⟨

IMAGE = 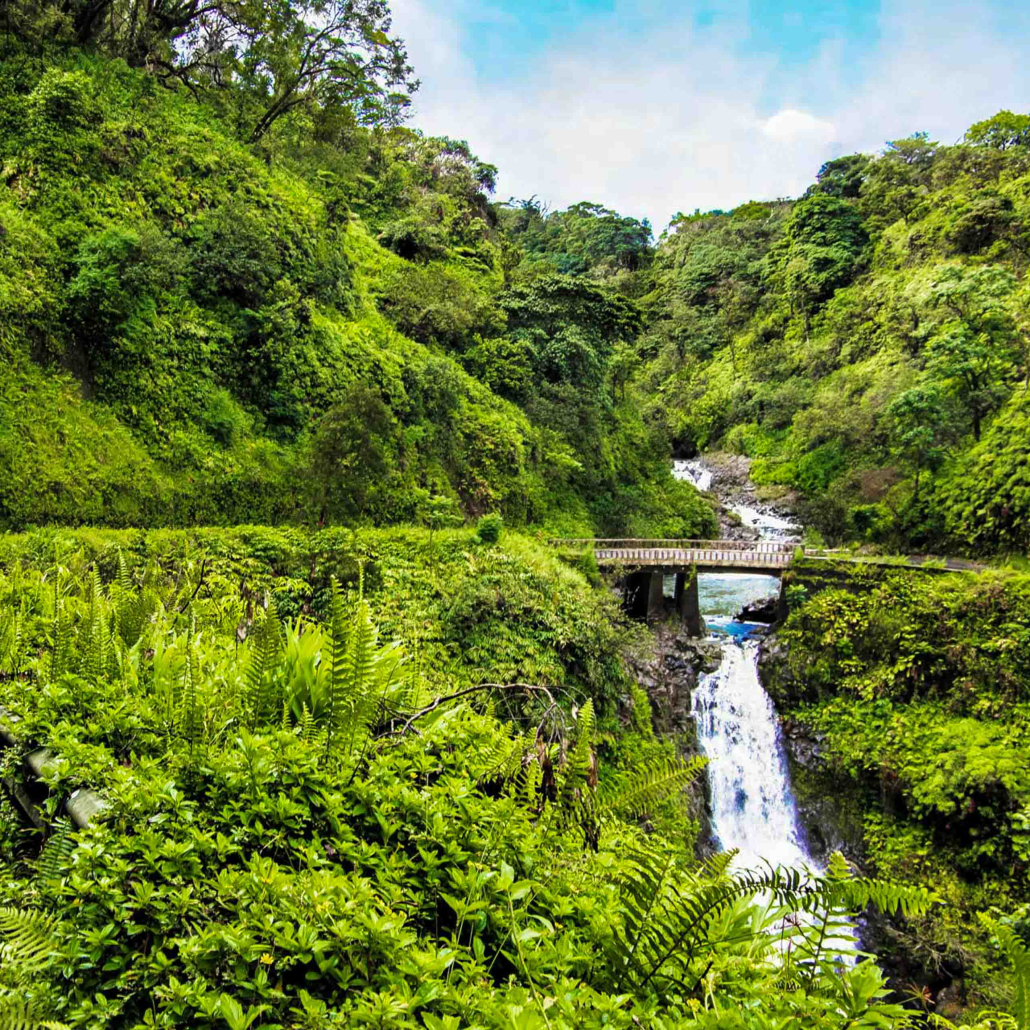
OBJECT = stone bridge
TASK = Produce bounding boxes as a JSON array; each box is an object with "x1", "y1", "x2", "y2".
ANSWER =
[
  {"x1": 548, "y1": 540, "x2": 797, "y2": 637},
  {"x1": 548, "y1": 539, "x2": 983, "y2": 636}
]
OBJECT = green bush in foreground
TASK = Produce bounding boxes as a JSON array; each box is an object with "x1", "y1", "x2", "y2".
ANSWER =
[{"x1": 0, "y1": 535, "x2": 964, "y2": 1030}]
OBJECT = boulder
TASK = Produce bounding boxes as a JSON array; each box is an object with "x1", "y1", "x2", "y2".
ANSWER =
[{"x1": 735, "y1": 594, "x2": 780, "y2": 626}]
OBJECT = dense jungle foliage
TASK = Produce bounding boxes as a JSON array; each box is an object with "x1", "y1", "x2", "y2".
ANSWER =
[
  {"x1": 0, "y1": 530, "x2": 964, "y2": 1030},
  {"x1": 762, "y1": 562, "x2": 1030, "y2": 1017},
  {"x1": 0, "y1": 0, "x2": 1030, "y2": 1030},
  {"x1": 637, "y1": 129, "x2": 1030, "y2": 554},
  {"x1": 0, "y1": 12, "x2": 715, "y2": 537}
]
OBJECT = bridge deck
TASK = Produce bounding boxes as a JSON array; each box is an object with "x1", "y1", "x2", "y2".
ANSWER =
[
  {"x1": 548, "y1": 539, "x2": 986, "y2": 575},
  {"x1": 549, "y1": 540, "x2": 796, "y2": 575},
  {"x1": 593, "y1": 547, "x2": 794, "y2": 572}
]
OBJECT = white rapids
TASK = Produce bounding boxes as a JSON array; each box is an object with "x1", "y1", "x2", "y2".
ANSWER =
[
  {"x1": 673, "y1": 461, "x2": 815, "y2": 868},
  {"x1": 673, "y1": 461, "x2": 801, "y2": 541},
  {"x1": 693, "y1": 641, "x2": 812, "y2": 868}
]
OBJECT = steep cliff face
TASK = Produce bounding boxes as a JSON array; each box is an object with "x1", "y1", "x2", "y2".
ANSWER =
[{"x1": 630, "y1": 625, "x2": 721, "y2": 754}]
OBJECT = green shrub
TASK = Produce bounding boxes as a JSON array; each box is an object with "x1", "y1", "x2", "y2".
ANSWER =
[{"x1": 476, "y1": 512, "x2": 505, "y2": 544}]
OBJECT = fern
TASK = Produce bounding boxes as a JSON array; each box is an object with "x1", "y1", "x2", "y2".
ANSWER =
[
  {"x1": 0, "y1": 908, "x2": 59, "y2": 974},
  {"x1": 553, "y1": 700, "x2": 600, "y2": 848},
  {"x1": 178, "y1": 616, "x2": 204, "y2": 770},
  {"x1": 325, "y1": 578, "x2": 403, "y2": 760},
  {"x1": 39, "y1": 819, "x2": 75, "y2": 881},
  {"x1": 601, "y1": 848, "x2": 931, "y2": 989},
  {"x1": 604, "y1": 758, "x2": 707, "y2": 818},
  {"x1": 0, "y1": 995, "x2": 68, "y2": 1030},
  {"x1": 244, "y1": 600, "x2": 282, "y2": 729},
  {"x1": 980, "y1": 915, "x2": 1030, "y2": 1030}
]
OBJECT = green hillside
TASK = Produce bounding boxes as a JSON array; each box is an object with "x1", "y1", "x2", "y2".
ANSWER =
[
  {"x1": 638, "y1": 132, "x2": 1030, "y2": 555},
  {"x1": 0, "y1": 54, "x2": 714, "y2": 536}
]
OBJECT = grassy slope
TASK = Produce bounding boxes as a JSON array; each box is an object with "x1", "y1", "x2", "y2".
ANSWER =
[
  {"x1": 763, "y1": 567, "x2": 1030, "y2": 1003},
  {"x1": 645, "y1": 147, "x2": 1030, "y2": 554},
  {"x1": 0, "y1": 59, "x2": 713, "y2": 534}
]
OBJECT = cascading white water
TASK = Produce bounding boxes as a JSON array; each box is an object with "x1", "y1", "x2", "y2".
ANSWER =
[
  {"x1": 674, "y1": 461, "x2": 813, "y2": 868},
  {"x1": 673, "y1": 461, "x2": 801, "y2": 541},
  {"x1": 693, "y1": 640, "x2": 810, "y2": 868}
]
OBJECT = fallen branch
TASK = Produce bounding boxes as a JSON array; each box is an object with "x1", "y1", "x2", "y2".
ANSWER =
[{"x1": 398, "y1": 683, "x2": 557, "y2": 736}]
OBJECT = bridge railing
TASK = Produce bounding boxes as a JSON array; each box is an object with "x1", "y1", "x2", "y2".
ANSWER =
[
  {"x1": 547, "y1": 538, "x2": 798, "y2": 555},
  {"x1": 594, "y1": 547, "x2": 794, "y2": 569}
]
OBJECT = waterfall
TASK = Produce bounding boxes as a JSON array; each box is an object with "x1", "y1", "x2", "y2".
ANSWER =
[
  {"x1": 674, "y1": 461, "x2": 814, "y2": 868},
  {"x1": 693, "y1": 641, "x2": 811, "y2": 868}
]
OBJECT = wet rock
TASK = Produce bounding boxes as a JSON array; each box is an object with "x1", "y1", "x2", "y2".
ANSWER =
[
  {"x1": 933, "y1": 980, "x2": 965, "y2": 1021},
  {"x1": 758, "y1": 632, "x2": 804, "y2": 712},
  {"x1": 629, "y1": 625, "x2": 722, "y2": 741},
  {"x1": 734, "y1": 594, "x2": 780, "y2": 625}
]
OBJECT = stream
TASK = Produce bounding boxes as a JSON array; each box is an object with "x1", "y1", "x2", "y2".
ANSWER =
[{"x1": 674, "y1": 461, "x2": 815, "y2": 868}]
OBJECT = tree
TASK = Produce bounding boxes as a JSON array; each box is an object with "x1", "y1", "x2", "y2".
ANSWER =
[
  {"x1": 781, "y1": 194, "x2": 868, "y2": 325},
  {"x1": 930, "y1": 265, "x2": 1016, "y2": 440},
  {"x1": 501, "y1": 275, "x2": 641, "y2": 392},
  {"x1": 236, "y1": 0, "x2": 418, "y2": 142},
  {"x1": 965, "y1": 111, "x2": 1030, "y2": 150},
  {"x1": 888, "y1": 385, "x2": 947, "y2": 504},
  {"x1": 808, "y1": 153, "x2": 872, "y2": 200},
  {"x1": 608, "y1": 340, "x2": 641, "y2": 407},
  {"x1": 32, "y1": 0, "x2": 418, "y2": 142},
  {"x1": 418, "y1": 490, "x2": 461, "y2": 547},
  {"x1": 308, "y1": 382, "x2": 392, "y2": 522}
]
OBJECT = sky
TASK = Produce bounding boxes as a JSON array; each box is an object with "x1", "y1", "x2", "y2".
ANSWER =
[{"x1": 391, "y1": 0, "x2": 1030, "y2": 235}]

⟩

> _DESCRIPTION OF THE TASK_
List every line of the listing above that contains the word "white".

> _SOLUTION TO THE PROBLEM_
OBJECT = white rapids
OBJECT = cascading white water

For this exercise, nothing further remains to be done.